> _Directions_: Please state the accuracy that APEX-EM attains on KGQAGen-10k, according to the APEX-EM results passage below.

> _Passage shown_:
──────

Unlike prior works tied to surface-level text similarity, this architecture enables retrieval and adaptation of structurally analogous procedural traces across semantically distinct task domains.

Empirical Analysis and Results

Evaluation Benchmarks

Comprehensive evaluation spans three primary domains:

BigCodeBench (code generation)—high-complexity API usage and code synthesis tasks.
KGQAGen-10k (multi-hop structured query generation on Wikidata).
Humanity's Last Exam (HLE) (multi-domain expert-level reasoning).

Comparisons are made under frozen-backbone conditions (Claude Sonnet/Opus 4.5) against MemRL and a spectrum of RAG/episodic baselines.

Main Results

Numerical Gains

KGQAGen-10k: APEX-EM attains 89.6% accuracy (95.3% CSR), a +48.3 pp improvement over the baseline and exceeding the oracle retrieval upper bound (GPT-4o + SP at 84.9%).
BigCodeBench: Achieves 83.3% SR/84.0% CSR from 53.9%, markedly surpassing MemRL's +11.0pp on comparable splits.
HLE: Reaches 48% SR from 25.2%, with entity-graph retrieval, outperforming all baseline strategies.

Figure 2: Epoch-by-epoch success rates for ablation configurations across benchmarks, demonstrating strong early-phase improvements and eventual plateauing characteristic of non-parametric online updates.

Ablation Analysis

Component contribution is task-dependent:

Rich judge feedback (qualitative reward decomposition) is critical for structured query generation (+10.3pp on KGQA) but marginal for code generation, where pass/fail is sufficient.
Iterative self-correction can partially substitute for finer feedback quality, particularly in domains where pattern adaptation is easier.

Iteration Efficiency

Memory accumulation reduces average iteration count per task (key for computational cost):

On BCB, 13%–17% fewer iterations; on KGQA, ~40% reduction.
Figure 3: Iteration distribution shift from E1 to E10, with a significant increase in first-attempt solutions and reduction in maximum-iteration edge cases.

Cross-Domain Transfer

APEX-EM's structural signatures enable robust transfer even when task embeddings are disjoint. Unlike MemRL, which relies on semantic retrieval, APEX-EM maintains effectiveness on benchmarks (such as HLE) where intra-set embedding similarity is intentionally low.

Qualitative Dynamics

Cold-start is mitigated via curated seed plans and offline-to-online bootstrapping.

──────

> _Supplied material_:
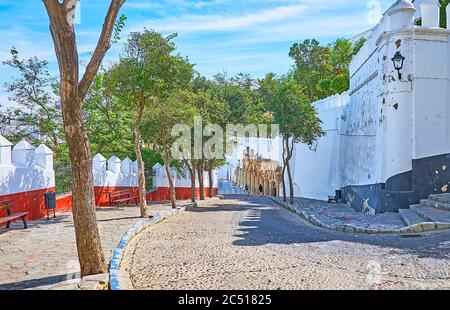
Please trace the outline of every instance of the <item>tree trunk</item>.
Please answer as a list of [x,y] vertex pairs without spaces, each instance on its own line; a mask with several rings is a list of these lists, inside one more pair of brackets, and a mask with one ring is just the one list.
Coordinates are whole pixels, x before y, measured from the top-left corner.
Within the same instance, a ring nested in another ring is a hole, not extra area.
[[136,122],[134,124],[134,152],[136,154],[136,160],[138,162],[139,207],[141,209],[141,218],[148,218],[144,160],[142,159],[141,153],[141,121],[145,109],[144,102],[141,101],[138,104],[137,108]]
[[110,48],[114,24],[124,2],[111,0],[97,46],[79,81],[76,35],[74,23],[70,21],[77,2],[43,0],[60,73],[61,110],[72,164],[72,212],[82,276],[108,271],[97,226],[92,156],[82,103]]
[[208,178],[209,178],[209,198],[213,198],[213,187],[214,187],[214,180],[213,180],[213,168],[212,165],[208,166]]
[[281,182],[283,185],[283,202],[287,201],[287,196],[286,196],[286,180],[284,179],[284,175],[286,172],[286,145],[284,143],[285,138],[283,138],[283,169],[281,170]]
[[205,182],[204,182],[204,170],[205,162],[202,160],[198,164],[197,173],[198,173],[198,182],[200,187],[200,200],[205,200]]
[[196,193],[196,186],[195,186],[195,165],[192,161],[191,164],[189,164],[189,161],[186,161],[186,166],[189,170],[189,175],[191,177],[191,201],[195,202],[197,200],[197,193]]
[[287,170],[287,174],[288,174],[288,180],[289,180],[289,203],[291,205],[294,204],[294,182],[292,180],[292,174],[291,174],[291,164],[290,164],[290,160],[292,158],[292,151],[289,148],[289,140],[286,139],[286,170]]
[[[71,91],[67,89],[70,93]],[[107,272],[97,226],[92,156],[83,126],[81,100],[61,96],[69,157],[72,164],[72,213],[81,275]]]
[[170,172],[170,157],[167,148],[164,149],[164,165],[166,166],[167,179],[169,180],[170,201],[172,202],[172,209],[177,208],[177,196],[175,185],[173,183],[172,173]]

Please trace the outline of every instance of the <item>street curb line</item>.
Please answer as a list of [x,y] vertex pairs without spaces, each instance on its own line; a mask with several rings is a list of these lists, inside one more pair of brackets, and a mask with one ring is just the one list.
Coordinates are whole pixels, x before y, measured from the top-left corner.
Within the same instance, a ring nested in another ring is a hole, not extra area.
[[122,263],[125,251],[127,249],[128,244],[133,240],[137,235],[142,232],[145,232],[148,228],[161,223],[169,218],[176,216],[177,214],[191,210],[193,208],[200,207],[201,205],[198,202],[187,205],[185,207],[181,207],[175,210],[170,211],[160,211],[156,213],[151,219],[148,220],[139,220],[137,221],[133,227],[131,227],[119,241],[118,246],[114,249],[110,267],[109,267],[109,287],[112,291],[120,291],[124,289],[123,281],[121,281],[119,277],[119,269]]
[[435,222],[423,222],[414,224],[411,226],[406,226],[401,229],[372,229],[368,227],[358,227],[350,224],[343,224],[343,225],[328,225],[321,220],[319,220],[316,216],[313,214],[308,214],[303,210],[298,210],[294,207],[292,207],[289,203],[282,203],[278,201],[277,199],[274,199],[273,197],[266,196],[267,199],[273,201],[277,205],[291,211],[292,213],[300,216],[304,220],[310,222],[311,224],[324,228],[327,230],[333,230],[333,231],[339,231],[339,232],[345,232],[345,233],[363,233],[363,234],[416,234],[416,233],[422,233],[422,232],[428,232],[428,231],[437,231],[437,230],[445,230],[450,229],[450,224],[448,223],[435,223]]

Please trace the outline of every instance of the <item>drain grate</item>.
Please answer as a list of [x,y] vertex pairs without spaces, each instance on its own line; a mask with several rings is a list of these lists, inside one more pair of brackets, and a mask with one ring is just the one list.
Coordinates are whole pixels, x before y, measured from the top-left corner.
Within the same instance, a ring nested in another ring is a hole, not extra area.
[[400,235],[401,238],[422,238],[422,235]]

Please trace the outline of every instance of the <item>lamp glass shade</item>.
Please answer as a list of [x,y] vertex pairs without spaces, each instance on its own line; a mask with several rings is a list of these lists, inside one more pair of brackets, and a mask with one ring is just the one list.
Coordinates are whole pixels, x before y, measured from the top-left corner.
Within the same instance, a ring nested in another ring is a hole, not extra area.
[[400,54],[400,52],[397,52],[392,58],[392,62],[394,63],[395,70],[401,70],[403,69],[403,63],[405,62],[405,57]]

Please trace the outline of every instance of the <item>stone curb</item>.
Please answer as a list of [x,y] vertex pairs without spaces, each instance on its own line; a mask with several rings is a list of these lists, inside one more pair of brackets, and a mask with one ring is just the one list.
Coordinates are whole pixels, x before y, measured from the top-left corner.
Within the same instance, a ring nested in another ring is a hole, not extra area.
[[289,203],[282,203],[281,201],[274,199],[273,197],[267,197],[269,200],[273,201],[277,205],[288,209],[292,213],[300,216],[304,220],[310,222],[311,224],[324,228],[327,230],[346,232],[346,233],[363,233],[363,234],[416,234],[427,231],[436,231],[436,230],[444,230],[450,229],[450,224],[448,223],[435,223],[435,222],[423,222],[414,224],[411,226],[406,226],[400,229],[384,229],[384,228],[368,228],[368,227],[358,227],[350,224],[342,224],[342,225],[329,225],[319,220],[314,214],[308,214],[303,210],[298,210],[292,207]]
[[113,256],[110,261],[109,267],[109,287],[112,291],[120,291],[124,289],[123,281],[121,281],[119,277],[119,269],[122,263],[123,255],[125,254],[126,248],[131,240],[136,237],[138,234],[146,231],[153,225],[161,223],[169,218],[172,218],[179,214],[180,212],[184,212],[187,210],[191,210],[193,208],[197,208],[201,206],[198,202],[187,205],[185,207],[178,208],[176,210],[171,211],[161,211],[156,213],[149,220],[139,220],[136,224],[133,225],[122,237],[119,242],[119,245],[114,249]]

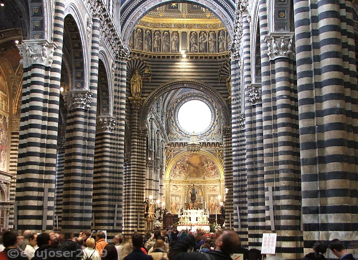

──────

> _Result of this task_: 89.6%